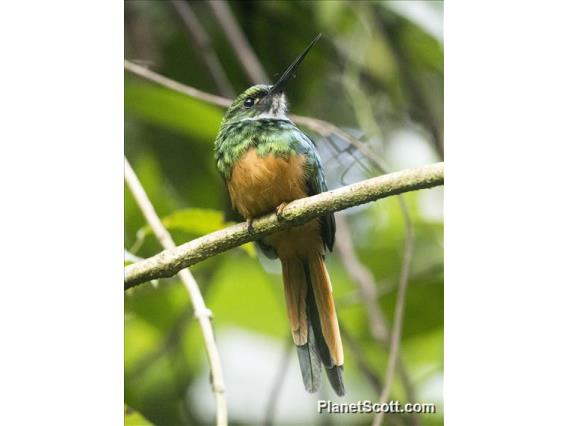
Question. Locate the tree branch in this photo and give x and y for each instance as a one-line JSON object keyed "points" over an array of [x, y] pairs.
{"points": [[201, 312], [170, 261]]}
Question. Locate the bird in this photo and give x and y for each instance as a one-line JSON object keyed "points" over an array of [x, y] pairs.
{"points": [[266, 161]]}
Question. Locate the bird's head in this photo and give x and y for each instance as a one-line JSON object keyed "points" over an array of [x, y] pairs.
{"points": [[265, 101]]}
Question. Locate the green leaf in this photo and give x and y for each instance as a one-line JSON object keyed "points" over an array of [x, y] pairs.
{"points": [[173, 110], [134, 418], [195, 221]]}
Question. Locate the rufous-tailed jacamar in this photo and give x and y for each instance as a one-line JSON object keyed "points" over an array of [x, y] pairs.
{"points": [[266, 162]]}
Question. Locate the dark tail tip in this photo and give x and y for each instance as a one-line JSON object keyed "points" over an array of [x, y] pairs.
{"points": [[310, 366], [335, 376]]}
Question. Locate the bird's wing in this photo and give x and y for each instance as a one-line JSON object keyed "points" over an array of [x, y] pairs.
{"points": [[316, 183]]}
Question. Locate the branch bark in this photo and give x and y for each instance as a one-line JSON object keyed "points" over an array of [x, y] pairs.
{"points": [[201, 312], [172, 260]]}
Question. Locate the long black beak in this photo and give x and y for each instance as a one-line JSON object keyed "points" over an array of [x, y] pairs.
{"points": [[290, 72]]}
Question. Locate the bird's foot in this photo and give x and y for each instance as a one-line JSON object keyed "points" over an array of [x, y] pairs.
{"points": [[279, 211]]}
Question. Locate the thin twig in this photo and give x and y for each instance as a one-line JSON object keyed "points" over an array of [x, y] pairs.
{"points": [[204, 48], [357, 352], [297, 212], [278, 383], [397, 325], [242, 48], [364, 280], [144, 72], [201, 312]]}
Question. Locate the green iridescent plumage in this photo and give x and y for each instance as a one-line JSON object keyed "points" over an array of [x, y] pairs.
{"points": [[256, 122], [265, 127]]}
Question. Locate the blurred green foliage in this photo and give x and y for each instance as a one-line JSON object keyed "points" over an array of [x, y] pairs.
{"points": [[378, 73]]}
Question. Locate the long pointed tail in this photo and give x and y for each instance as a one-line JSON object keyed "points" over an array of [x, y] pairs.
{"points": [[313, 321]]}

* _PROBLEM STATEMENT_:
Copy the lines above, from the line containing "Question. Locate the green iridescent" through the last line, keeping the requests as they are. In the answers, shift each x and y coordinate by adding 88.

* _COMPLETE ANSWER_:
Question. Locate the green iridescent plumage in this photo and give x and y for each instance as a one-line JSON object keyed "points" over an array of [x, y] pairs.
{"points": [[344, 210], [353, 215]]}
Question. Locate the blurred green foliage in this photo and give x and y for each instance as a one-line JSON object keyed "points" over an array of [x, y] pairs.
{"points": [[466, 161]]}
Question. Locate the long pointed tail in this photo and give x and y for each instance as a one-line JSON object keyed "points" over an array of [x, y] pairs.
{"points": [[401, 409]]}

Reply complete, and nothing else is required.